=== Data to use ===

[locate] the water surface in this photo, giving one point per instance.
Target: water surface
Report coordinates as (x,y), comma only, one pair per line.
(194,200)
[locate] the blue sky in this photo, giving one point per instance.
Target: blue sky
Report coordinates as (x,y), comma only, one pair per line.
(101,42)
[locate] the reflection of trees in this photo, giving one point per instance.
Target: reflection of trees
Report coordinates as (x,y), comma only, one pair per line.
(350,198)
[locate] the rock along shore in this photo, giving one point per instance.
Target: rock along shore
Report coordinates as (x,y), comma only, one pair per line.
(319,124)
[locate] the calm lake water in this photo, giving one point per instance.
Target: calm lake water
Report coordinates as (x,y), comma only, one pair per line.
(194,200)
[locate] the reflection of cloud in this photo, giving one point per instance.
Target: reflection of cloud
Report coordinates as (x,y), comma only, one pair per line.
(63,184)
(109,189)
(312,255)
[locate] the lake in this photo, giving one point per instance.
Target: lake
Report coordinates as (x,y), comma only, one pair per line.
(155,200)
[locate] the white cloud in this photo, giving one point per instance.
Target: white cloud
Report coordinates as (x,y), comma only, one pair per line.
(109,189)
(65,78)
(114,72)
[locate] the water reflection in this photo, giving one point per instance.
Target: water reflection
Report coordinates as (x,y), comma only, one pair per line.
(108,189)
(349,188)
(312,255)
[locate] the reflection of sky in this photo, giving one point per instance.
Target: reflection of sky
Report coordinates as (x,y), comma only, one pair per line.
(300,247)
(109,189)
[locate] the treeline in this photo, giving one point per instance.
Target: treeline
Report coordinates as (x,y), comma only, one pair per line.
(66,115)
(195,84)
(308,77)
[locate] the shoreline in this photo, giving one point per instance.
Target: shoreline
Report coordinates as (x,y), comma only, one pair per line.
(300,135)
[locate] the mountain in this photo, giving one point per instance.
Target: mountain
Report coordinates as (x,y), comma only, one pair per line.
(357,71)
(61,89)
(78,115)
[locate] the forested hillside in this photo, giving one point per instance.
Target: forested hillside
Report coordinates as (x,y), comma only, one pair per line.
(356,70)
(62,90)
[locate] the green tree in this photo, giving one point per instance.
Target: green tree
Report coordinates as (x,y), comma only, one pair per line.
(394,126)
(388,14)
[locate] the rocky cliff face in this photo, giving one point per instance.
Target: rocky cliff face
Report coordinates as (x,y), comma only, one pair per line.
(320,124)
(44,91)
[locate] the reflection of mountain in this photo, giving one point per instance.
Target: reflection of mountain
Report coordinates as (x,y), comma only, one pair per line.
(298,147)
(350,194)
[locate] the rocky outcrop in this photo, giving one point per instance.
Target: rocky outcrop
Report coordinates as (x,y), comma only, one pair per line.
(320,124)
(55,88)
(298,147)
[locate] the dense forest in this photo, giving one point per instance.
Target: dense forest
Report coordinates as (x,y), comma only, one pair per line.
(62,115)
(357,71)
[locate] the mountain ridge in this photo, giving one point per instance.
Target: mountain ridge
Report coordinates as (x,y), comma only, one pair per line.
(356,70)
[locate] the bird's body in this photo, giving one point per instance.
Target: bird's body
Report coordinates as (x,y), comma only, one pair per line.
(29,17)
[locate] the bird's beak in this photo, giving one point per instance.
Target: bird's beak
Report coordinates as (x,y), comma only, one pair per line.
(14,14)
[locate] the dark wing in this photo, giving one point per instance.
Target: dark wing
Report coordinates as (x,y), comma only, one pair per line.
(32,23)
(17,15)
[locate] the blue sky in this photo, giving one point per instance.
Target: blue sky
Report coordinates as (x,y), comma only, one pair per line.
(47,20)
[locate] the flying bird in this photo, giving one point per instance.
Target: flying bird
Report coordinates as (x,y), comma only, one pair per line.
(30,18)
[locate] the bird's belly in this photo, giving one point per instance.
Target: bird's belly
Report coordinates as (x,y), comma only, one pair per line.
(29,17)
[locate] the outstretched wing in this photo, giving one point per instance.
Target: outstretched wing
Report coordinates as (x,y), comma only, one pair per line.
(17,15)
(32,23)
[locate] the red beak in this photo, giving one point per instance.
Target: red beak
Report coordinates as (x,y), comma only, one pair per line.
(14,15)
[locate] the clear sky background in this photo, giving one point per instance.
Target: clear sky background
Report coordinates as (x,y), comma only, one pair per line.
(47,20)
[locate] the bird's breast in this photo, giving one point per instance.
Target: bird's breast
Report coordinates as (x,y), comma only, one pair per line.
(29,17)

===

▶ [The task]: Retype the whole listing, matching it exactly.

▶ [Answer to this task]:
[locate] the water surface in this photo, giving one point per instance.
Target: water surface
Report coordinates as (x,y), comma only, one pair per line.
(194,200)
[locate] the blue sky in this photo, giving one point per instance.
Target: blue sky
Report coordinates as (x,y), comma only, one pair per line.
(101,42)
[locate] the reflection of trees in this photo, giving one point per instance.
Target: reflection of trees
Report coordinates as (x,y), comma only, one pair per line.
(350,198)
[locate] the rock along shore in this photo, giving one point per instance.
Target: rock along shore
Report coordinates as (x,y), comma only, one pair per line.
(319,124)
[locate] the calm lake water in this photo, giving one point per instance.
Target: calm lake water
Report coordinates as (x,y), comma only, one pair per line.
(194,200)
[locate] the reflection of cloud in this photo, giving one point per instance.
Target: reflection of cloud
Report coordinates as (x,y), comma only, one pair per line.
(63,184)
(109,189)
(312,255)
[locate] the lake in this photo, giving one point per instance.
Target: lake
Report coordinates as (x,y), comma only, one pair per line.
(155,200)
[locate] the white cloud in this photo, giving one point per instance.
Target: white cloud
Report coordinates as (x,y), comma only, one pair per line.
(109,189)
(65,78)
(114,72)
[locate] the water reflection in this photo, giving one point per instance.
Target: water reflection
Report coordinates as (x,y), comma only, one pair per line.
(108,189)
(349,188)
(312,255)
[locate] the reflection of sky in this photo, giving one point per instance.
Target: reflection of sky
Report coordinates as (x,y), comma only, one pair per line.
(300,247)
(109,189)
[locate] the treeline in this photo, giving one point per instance.
Target: treeline
Report coordinates as (x,y), comma only, one pair per line.
(66,115)
(195,84)
(308,77)
[locate] the shoreline in this photo, giving one point per instance.
Target: shoreline
Report coordinates as (x,y), comma only, one pair per line.
(300,135)
[locate] the mountain in this photo, giving one point per instance.
Target: mountain
Report coordinates as (x,y), comma only, one pair per line.
(357,71)
(61,89)
(78,115)
[locate] the forested hillside in this photo, giving one point per instance.
Target: forested hillside
Report coordinates as (x,y), comma only, one pair per line.
(356,70)
(62,90)
[locate] the green tree in this photo, giving one point per instance.
Target: green tree
Report coordinates as (x,y), comma only, one pair per line.
(394,126)
(388,14)
[locate] the rocky cliff face in this photo, giving one point per instance.
Target: rocky cliff face
Report coordinates as (x,y), comma only, one pair per line.
(320,124)
(44,91)
[locate] the reflection of mountain in this photo, giving one point per instance.
Target: reflection of mountain
Report coordinates as (x,y), comma only, one pair per line.
(298,147)
(350,194)
[locate] the rocky outcrop in this photo, giving one point per instance.
Target: rocky outcrop
Report coordinates as (x,y), comma only, one pair per line.
(320,124)
(55,88)
(298,147)
[locate] the dense forest in this photo, giving one point per instance.
Target: dense forest
Report coordinates as (x,y), comma only, one pair per line.
(62,115)
(357,71)
[locate] the mountain ridge in this photo, giving one point per instance.
Target: mountain ridge
Report coordinates as (x,y), comma only, one pair per line.
(356,70)
[locate] the bird's body in this photo, giving one point per instance.
Target: bird's body
Report coordinates as (x,y), comma only, one pair per line.
(29,17)
[locate] the bird's beak in this photo, giving one point per instance.
Target: bird's beak
Report coordinates as (x,y), comma only, one pair per line.
(14,14)
[locate] the dark wing in this photo, giving one point per instance.
Target: dark wing
Report coordinates as (x,y), comma only, one pair per line.
(32,23)
(17,15)
[locate] the blue sky in this photo, giving one point per instance.
Target: blue sky
Report coordinates as (x,y), comma only, one pair per line.
(47,20)
[locate] the flying bird in this photo, giving one point per instance.
Target: flying bird
Report coordinates as (x,y), comma only, one pair per line.
(30,18)
[locate] the bird's belly in this photo, giving one point per instance.
Target: bird's belly
Report coordinates as (x,y), comma only, one pair per line.
(29,17)
[locate] the outstretched wing in this photo, giving one point per instance.
Target: outstretched wing
Report coordinates as (x,y), comma only, one pair per line.
(17,15)
(32,23)
[locate] the red beak in this photo, giving one point per instance.
Target: red beak
Report coordinates as (x,y), comma only, one pair per line.
(14,15)
[locate] the clear sky background in this photo, giving one point per instance.
Target: clear sky background
Report coordinates as (x,y), comma only, one pair per line.
(47,20)
[locate] the bird's breast in this photo, giving one point per instance.
Target: bird's breast
Report coordinates as (x,y), comma only, one pair per line.
(29,17)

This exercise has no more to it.